*検討対象の文章*:
= = = = =

シリーズを折り返したJAF九州ダートトライアル選手権。注目のCクラスでは、上原吉就ランサーが早くも3勝目獲得

レポート ラリー

2020年9月9日

去る7月、4カ月ぶりにシリーズ再開となったJAF九州ダートトライアル選手権は、シリーズを折り返す戦いが8月23日、スピードパーク恋の浦で繰り広げられ、激戦区のCクラスは上原吉就選手が今季3勝目を獲得。タイトルレースでも一歩、先行した。

2020年JAF九州ダートトライアル選手権第7戦
2020年JMRCオールスター選抜第7戦
サマートライアル2020

開催日:2020年8月23日
開催場所:スピードパーク恋の浦(福岡県福津市)
主催:MSH

 福岡県福津市のスピードパーク恋の浦を舞台に行われる今年のJAF九州ダートトライアル選手権は2月23日に開幕。3月22日の第2戦までは予定通りのスケジュールで行われたが、新型コロナウイルス感染拡大の影響を受け、第3戦と第5戦は延期、第4戦は中止を余儀なくされた。しかしシリーズは7月5日の第6戦から再開され、今回の第7戦が今季4戦目の大会として開催された。

 残る3戦は、9月、11月そして12月に開催される。10月は延期となった全日本ダートトライアル選手権の開催を控えていることもあって開催はない。実質的な最終戦となる12月6日の一戦は、毎年、九州地区のドライバーの走り収めのイベントとして盛り上がりを見せるJMRC九州フェスティバルの中で開催されるため、例年以上に白熱した最終戦となることは間違いないだろう。

 シリーズを折り返す一戦となった今回の一戦は、夏真っ盛りの時期の開催となったが、第1ヒート開始直後から突然、雨が降り出すという展開に。一旦は止んだ雨が第2ヒートの前に再び降り出し、結果、コースコンディションは回復することなく、競技は進むことになった。

 このため、全8クラスとも第1ヒートのタイムが優勝タイムとなったが、最終のDクラスを制した橋本和信選手は、第1ヒートの0.26秒落ちのタイムで第2ヒートを走り切っており、2度目の雨のタイミング次第では、また違った展開もあり得たかもしれない。

 コースレイアウトは、今回もコース一番奥の緩いヘアピンコーナーを急傾斜の坂を2度上ってクリアする設定(下図参照)。最終ゴール前も、通常と同じく大小の島の間を縫ってゴールする。急な雨で特に非常にスリッピーな路面へと早変わりしたのが、このゴール前のセクションで、各選手、滑るマシンと悪戦苦闘を強いられた。

= = = = =

*収集データ*:
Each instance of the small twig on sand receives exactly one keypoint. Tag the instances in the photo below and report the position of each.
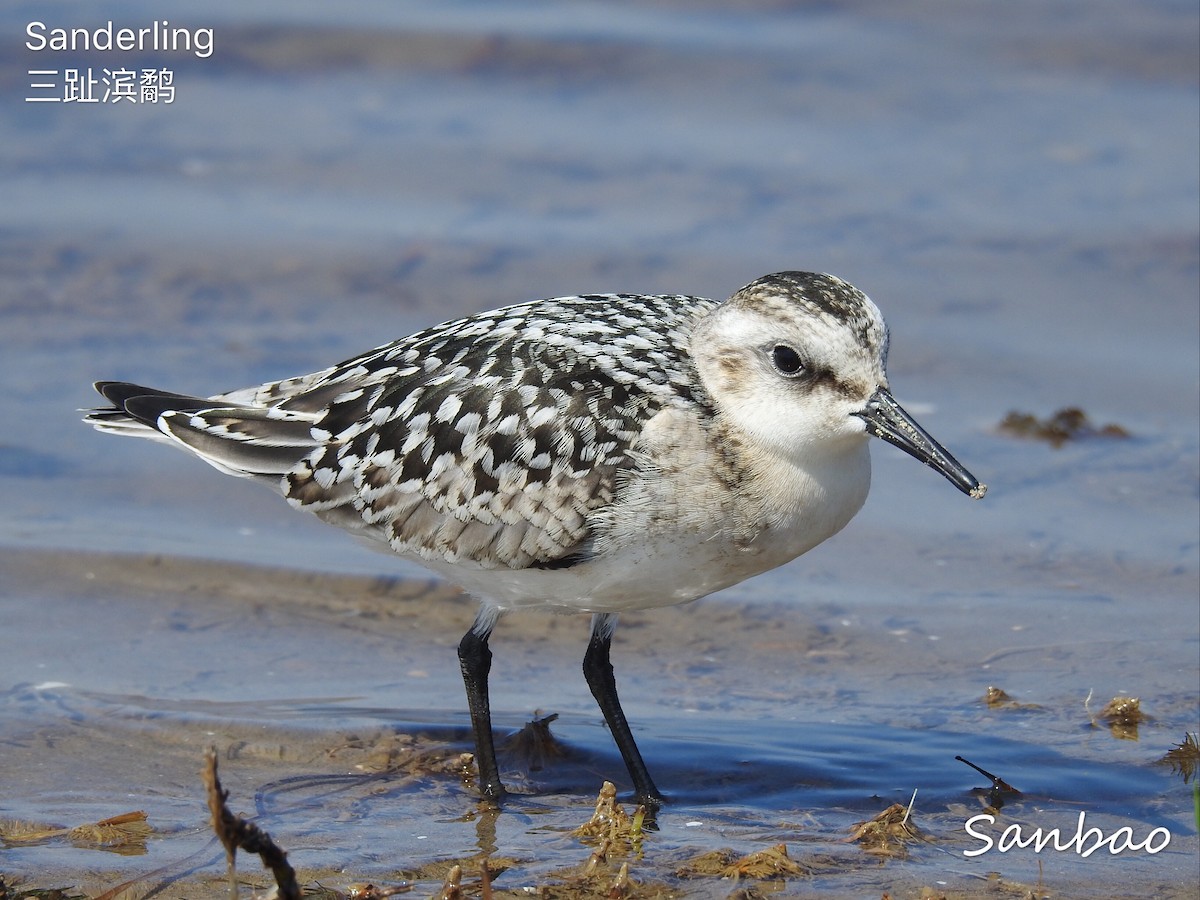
(235, 832)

= = = = =

*課題*:
JAF九州ダートトライアル選手権第7戦の記事を、最後の文の後から書き継げ。

*出力結果*:
 リアドライブ車対象のRWDクラスでは、なかなか前に進んでくれないS2000を何とかゴールまで運んだ橋本英樹選手が、86の良本海選手を抑えて優勝を飾った。「ヒート1は思った以上に滑りました。あそこまで滑るウェット路面でS2000を走らせたのは初めてかもしれません。ただ今回、リアタイヤを185から195に変えてみたので、1本目は様子見ということもあって、抑えながら走ったんですよ。それが良かったかもしれません」と橋本選手。

 前回は、ヴィッツGRMNターボから86に乗り換えたばかりの九州地区期待の若手、良本選手の前に不覚を取ったが、今回はリベンジを達成した。橋本選手と言えば、激しい走りを見せるインテグラマイスターとして無敵を誇った一人だが、昨年からS2000にマシンをチェンジした。

「S2000はリアが掻いてくれるので、インテグラの時よりは怖くないです(笑)。今日も他のクラスのインテグラの方とは同じくらいのタイムは出せたので、良くもなく悪くもないって感じですね。九州もこのクラスを盛り上げたいので、RWD車のドライバーさんの参戦をお待ちしています」とライバルを募集中だ。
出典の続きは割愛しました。